LISTED RECORDS:
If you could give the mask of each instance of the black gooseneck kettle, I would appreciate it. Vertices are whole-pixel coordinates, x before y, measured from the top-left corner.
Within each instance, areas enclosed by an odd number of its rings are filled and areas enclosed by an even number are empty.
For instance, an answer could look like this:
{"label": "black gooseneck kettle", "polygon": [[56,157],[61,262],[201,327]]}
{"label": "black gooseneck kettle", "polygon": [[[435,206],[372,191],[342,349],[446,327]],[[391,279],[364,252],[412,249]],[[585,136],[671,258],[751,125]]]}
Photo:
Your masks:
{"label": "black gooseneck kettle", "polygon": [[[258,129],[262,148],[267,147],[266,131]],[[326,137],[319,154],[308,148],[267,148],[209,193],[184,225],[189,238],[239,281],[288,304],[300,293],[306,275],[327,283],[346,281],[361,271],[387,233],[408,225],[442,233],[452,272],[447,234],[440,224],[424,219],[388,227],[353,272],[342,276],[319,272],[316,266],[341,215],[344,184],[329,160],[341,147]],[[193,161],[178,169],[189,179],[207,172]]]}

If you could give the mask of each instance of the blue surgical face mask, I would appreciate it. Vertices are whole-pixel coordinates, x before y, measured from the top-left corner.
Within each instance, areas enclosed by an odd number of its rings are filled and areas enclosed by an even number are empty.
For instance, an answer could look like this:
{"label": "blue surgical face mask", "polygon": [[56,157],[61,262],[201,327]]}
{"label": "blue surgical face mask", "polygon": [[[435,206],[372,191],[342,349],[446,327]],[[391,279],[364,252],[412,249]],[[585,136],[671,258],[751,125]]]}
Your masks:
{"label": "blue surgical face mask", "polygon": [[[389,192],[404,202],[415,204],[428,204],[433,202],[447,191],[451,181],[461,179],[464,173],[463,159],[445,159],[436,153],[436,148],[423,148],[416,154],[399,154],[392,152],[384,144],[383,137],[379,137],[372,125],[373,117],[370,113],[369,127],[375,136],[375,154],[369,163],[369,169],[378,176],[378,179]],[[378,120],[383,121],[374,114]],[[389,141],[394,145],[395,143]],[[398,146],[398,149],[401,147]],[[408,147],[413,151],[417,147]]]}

---

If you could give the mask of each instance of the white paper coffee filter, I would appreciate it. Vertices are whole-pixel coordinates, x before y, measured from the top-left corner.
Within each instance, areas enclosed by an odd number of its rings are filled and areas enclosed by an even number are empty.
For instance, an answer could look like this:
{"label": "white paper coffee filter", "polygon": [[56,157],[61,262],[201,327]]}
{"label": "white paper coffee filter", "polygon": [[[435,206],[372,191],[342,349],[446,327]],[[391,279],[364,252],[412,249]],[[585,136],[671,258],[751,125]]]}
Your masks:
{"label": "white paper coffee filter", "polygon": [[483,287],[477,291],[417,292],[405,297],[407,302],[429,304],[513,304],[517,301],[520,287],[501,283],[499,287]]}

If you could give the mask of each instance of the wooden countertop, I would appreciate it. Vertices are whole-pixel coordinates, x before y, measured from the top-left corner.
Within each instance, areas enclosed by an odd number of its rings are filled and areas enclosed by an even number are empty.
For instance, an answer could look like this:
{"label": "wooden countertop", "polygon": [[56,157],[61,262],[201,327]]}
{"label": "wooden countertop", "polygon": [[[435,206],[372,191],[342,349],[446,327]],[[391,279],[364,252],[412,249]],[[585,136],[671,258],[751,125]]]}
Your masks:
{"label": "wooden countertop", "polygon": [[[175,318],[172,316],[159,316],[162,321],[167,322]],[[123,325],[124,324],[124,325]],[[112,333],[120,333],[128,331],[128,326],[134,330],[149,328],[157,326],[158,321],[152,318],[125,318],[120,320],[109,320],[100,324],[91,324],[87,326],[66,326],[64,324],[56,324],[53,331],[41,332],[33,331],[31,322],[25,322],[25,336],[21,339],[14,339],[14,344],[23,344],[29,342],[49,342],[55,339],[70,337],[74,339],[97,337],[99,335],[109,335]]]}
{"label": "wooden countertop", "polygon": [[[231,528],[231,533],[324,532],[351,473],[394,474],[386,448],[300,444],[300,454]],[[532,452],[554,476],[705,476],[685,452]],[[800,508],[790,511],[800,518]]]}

TASK OBJECTIVE:
After reading through the material, report every line that holds "before".

SOLUTION:
If you could give the mask of each instance of the black gooseneck kettle, I would appreciate it. Vertices are whole-pixel coordinates, x before y, measured from the top-left corner.
If you could give the mask of each instance of the blue surgical face mask, I would appreciate it. Vertices are whole-pixel coordinates, x before y, measured from the top-left corner.
If you could give the mask of each instance of the white paper coffee filter, I would appreciate it. Vertices are whole-pixel coordinates, x before y, measured from the top-left corner.
If you could give the mask of each instance of the wooden countertop, I would appreciate it. Vertices are whole-pixel coordinates, x before y, measured from the top-left corner.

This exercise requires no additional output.